## Tarefas
1 - Indique as leituras citadas no comentário litúrgico e o livro bíblico de cada uma.
2 - No comentário litúrgico, por que os sacerdotes não mantiveram os Apóstolos presos?
3 - Escreva a continuação do comentário litúrgico a partir do ponto em que ele termina.

## Trecho selecionado
━━━
COMENTÁRIO LITÚRGICO
– 3º DOM. DA PÁSCOA – O TESTEMUNHO DE JOÃO – 14.04.2013
Caros Confrades,
A liturgia deste
terceiro domingo da Páscoa traz importantes testemunhos, na leitura
do evangelho de João e também na segunda leitura, retirada do
Apocalipse. Vemos ainda, na primeira leitura, o relato de Lucas, nos
Atos dos Apóstolos, sobre a pregação destes nos dias que sucederam
a morte de Jesus, sendo perseguidos pelos chefes dos sacerdotes.
Conforme a narrativa de
Atos (5, 27), os Apóstolos foram levados ao Sinédrio, para se
apresentarem ao Sumo Sacerdote, que os interrogou sobre o porquê de
estarem pregando em nome de Jesus, se haviam sido proibidos de fazer
isso. E estavam os sacerdotes ainda mais irritados porque os
Apóstolos punham neles a culpa pela morte de Jesus. Mas não podendo
manter os Apóstolos presos, por causa do receio da revolta popular,
limitaram-se a mandar açoitá-los e depois os soltaram. E estes
saíram do Sinédrio muito contentes, porque tinham sido insultados
por causa do nome de Jesus, exatamente como Ele havia previsto.
━━━
## Linhas de dados
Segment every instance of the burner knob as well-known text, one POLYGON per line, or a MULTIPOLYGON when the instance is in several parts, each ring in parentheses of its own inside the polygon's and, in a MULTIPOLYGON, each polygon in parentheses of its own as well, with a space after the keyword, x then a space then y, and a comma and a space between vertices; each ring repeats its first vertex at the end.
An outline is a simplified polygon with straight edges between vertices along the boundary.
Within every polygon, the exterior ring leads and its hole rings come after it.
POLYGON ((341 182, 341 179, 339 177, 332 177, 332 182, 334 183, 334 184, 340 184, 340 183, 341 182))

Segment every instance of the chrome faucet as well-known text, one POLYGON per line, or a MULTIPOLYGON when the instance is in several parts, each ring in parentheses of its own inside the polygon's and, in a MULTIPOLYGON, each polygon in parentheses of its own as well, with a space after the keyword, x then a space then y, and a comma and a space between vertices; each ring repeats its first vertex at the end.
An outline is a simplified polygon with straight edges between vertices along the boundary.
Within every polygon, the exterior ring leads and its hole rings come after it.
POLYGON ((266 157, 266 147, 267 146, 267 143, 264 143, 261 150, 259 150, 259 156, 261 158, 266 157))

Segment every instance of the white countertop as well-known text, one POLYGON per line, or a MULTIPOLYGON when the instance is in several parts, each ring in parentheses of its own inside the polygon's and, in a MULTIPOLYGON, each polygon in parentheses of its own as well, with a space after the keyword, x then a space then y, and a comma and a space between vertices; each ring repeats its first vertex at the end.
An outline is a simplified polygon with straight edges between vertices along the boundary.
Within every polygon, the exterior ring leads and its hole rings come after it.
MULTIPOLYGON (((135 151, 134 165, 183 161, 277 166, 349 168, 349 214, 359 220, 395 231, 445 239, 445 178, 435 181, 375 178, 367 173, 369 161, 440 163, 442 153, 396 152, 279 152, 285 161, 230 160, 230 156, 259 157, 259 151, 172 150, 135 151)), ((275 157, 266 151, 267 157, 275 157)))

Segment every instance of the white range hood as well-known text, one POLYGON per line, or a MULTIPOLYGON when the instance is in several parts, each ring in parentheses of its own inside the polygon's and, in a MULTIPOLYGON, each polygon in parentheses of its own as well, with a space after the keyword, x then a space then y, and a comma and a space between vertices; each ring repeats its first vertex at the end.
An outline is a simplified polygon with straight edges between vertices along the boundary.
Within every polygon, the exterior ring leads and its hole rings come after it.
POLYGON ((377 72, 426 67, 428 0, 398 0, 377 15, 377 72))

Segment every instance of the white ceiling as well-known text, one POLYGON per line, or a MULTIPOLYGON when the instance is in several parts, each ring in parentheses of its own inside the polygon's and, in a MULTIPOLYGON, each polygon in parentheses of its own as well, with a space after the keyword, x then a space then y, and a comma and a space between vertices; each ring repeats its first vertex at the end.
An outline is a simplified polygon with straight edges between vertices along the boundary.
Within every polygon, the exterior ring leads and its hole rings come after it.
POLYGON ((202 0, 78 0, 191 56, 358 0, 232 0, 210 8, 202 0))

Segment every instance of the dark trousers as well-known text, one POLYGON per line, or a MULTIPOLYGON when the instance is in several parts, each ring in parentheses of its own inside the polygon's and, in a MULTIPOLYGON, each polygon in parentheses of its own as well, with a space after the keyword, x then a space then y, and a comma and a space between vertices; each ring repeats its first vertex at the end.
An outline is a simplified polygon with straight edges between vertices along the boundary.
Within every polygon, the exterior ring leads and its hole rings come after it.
━━━
## Respostas por tarefa
1 -
Primeira leitura: Atos dos Apóstolos, com o relato de Lucas
Segunda leitura: Apocalipse
Leitura do evangelho: evangelho de João

2 - Por receio da revolta popular.

3 -
Apenas para deixar referenciado, a pena de açoites era utilizada
naquela época para delitos pequenos, aquilo que atualmente o Direito
chama de delitos de menor potencial ofensivo. Lembremo-nos que
Pilatos também tentou fazer isso como forma de aplacar os judeus,
pois tinha a intenção de libertar Jesus depois da surra. Só que os
chefes dos sacerdotes queriam mais e assim os açoites não foram
suficientes. Mas no caso dos Apóstolos, foi isso o que aconteceu.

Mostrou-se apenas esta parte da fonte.